İstenen görevler:
(1) Hüzün yazısında "Akşam oldu hüzünlendim yine. Kim" sözlerinden aşağıya, "sebebin bir nedeni.." sözlerine kadar her şeyi yeniden yaz; "sebepsiz" kelimesini "anlamsız" olarak değiştir.
(2) Hüzün yazısını bittiği yerden sürdür.

Seçilen metin:
==========
Akşam oldu hüzünlendim yine. Tabi bilmem ki neden gelir bu hüzünler arada ve neden çeker gider. Aslında bilirim de, bildirmem kimseye. Akşam oldu hüzünlendim yine, içime bir burukluk düştü. Ezildim, güçsüzleştim bir anda..Çaresiz gibi kaldım yüksek bir ağacın dalında, nasıl ineceğimi hesap edercesine umutsuzca.. Arada bir winamp incecikten bir kar, arada bir de sarı zeybek diye kulağımı çınlatır ve beni kendime getirir.. O beni uyandırır ama ben yine rüyaya dalarım..
Akşam oldu hüzünlendim yine. Kim bilir ne için? yoksa kim için.. Belki sebepsiz bir hüzün bu benimkisi, ya da nedenini asla öğrenemeyeceğim. Ama belki de, nedenininde altında bir sebep olsa gerek, her nedenin bir sebebi olduğu gibi. Ya da her sebebin bir nedeni..
==========
[Sınırlayıcı kutu etiketleme kayıtları]
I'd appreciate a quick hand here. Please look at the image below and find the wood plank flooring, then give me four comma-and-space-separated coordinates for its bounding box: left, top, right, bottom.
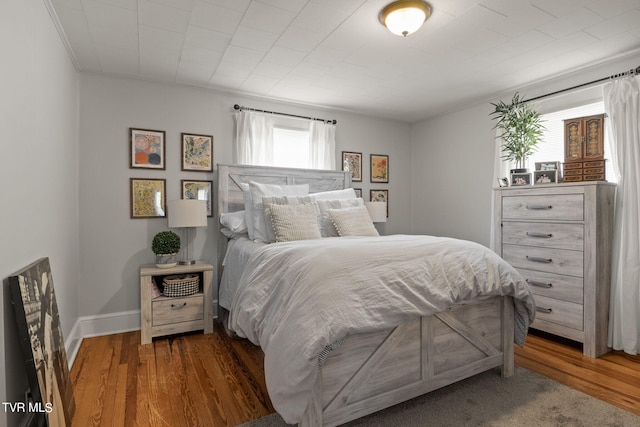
71, 323, 640, 427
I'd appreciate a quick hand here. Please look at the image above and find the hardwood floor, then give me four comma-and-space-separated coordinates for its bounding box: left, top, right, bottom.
71, 323, 640, 427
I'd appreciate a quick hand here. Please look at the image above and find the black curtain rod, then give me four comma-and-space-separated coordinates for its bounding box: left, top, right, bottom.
233, 104, 338, 125
522, 66, 640, 102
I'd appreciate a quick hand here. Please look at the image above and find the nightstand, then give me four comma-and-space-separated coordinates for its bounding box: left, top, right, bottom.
140, 262, 213, 344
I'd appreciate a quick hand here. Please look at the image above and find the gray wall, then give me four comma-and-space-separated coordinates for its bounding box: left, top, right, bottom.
79, 73, 411, 316
0, 0, 78, 426
411, 52, 640, 246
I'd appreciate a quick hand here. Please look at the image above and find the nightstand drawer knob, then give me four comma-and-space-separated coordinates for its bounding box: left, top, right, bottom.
525, 279, 553, 289
525, 231, 553, 239
525, 255, 553, 264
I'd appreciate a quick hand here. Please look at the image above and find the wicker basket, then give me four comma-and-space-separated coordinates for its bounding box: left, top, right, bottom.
162, 274, 200, 297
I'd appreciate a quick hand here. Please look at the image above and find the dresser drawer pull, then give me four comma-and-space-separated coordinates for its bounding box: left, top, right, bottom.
525, 279, 553, 288
171, 302, 187, 308
526, 231, 553, 239
525, 255, 553, 264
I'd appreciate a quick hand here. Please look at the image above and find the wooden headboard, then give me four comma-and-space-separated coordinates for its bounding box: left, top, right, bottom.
218, 165, 351, 218
216, 164, 351, 290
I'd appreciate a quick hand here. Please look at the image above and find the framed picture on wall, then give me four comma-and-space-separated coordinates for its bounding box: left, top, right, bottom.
129, 128, 166, 170
371, 154, 389, 184
342, 151, 362, 182
369, 190, 389, 218
181, 179, 213, 216
181, 133, 213, 172
129, 178, 167, 218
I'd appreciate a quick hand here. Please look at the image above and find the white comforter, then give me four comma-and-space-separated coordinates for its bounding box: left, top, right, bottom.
230, 235, 535, 423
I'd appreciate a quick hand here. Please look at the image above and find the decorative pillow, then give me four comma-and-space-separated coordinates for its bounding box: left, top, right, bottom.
316, 199, 364, 237
262, 196, 311, 243
266, 203, 322, 242
249, 181, 309, 243
309, 188, 358, 201
327, 206, 379, 237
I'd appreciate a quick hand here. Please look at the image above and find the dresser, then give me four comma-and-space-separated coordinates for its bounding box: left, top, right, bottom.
492, 181, 615, 357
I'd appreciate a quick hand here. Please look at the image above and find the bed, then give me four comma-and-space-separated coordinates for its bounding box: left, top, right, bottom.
218, 165, 535, 426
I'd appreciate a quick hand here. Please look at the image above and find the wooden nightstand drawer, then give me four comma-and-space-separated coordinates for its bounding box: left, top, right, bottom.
151, 294, 204, 326
518, 268, 584, 304
502, 245, 584, 277
502, 222, 584, 251
502, 194, 584, 221
531, 295, 584, 331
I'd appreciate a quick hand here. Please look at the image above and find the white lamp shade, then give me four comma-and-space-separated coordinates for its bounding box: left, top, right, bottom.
364, 202, 387, 222
167, 199, 207, 228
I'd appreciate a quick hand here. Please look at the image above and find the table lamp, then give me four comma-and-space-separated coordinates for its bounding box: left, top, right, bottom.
167, 199, 207, 265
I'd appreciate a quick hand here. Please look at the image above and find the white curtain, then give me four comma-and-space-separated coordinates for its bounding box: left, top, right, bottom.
604, 77, 640, 355
309, 120, 336, 170
235, 110, 273, 166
==========
Görev sonuçları:
(1)
Akşam oldu hüzünlendim yine. Kim bilir ne için? yoksa kim için.. Belki anlamsız bir hüzün bu benimkisi, ya da nedenini asla öğrenemeyeceğim. Ama belki de, nedenininde altında bir sebep olsa gerek, her nedenin bir sebebi olduğu gibi. Ya da her sebebin bir nedeni..

(2)
Akşam olur ben hüzünlenirim. Bir ağırlık çöker üstüme yalnız kaldığımda. İçim bir buruk olur, uğraşamak istemez birşeyler ile.. Oysa ben çok neşeli bir insanım, daima ama daima gülerim.. Fakat nedensizliğin vermiş olduğu bu sebepsiz hüzünleri atamam..
Akşam oldu ve ben yine akşam oldu hüzünlendimlerdeyim 😛 Ama akşam yerini geceye bırakmaya başladı ağır ağır.. Ve yeter olsa bu kadar hüsünlenmek. Çünkü daha yeni başlıyor gecesine girdiğimiz şu gün ve ilk 3-5 saatini geçirinceye kadar yeni günün….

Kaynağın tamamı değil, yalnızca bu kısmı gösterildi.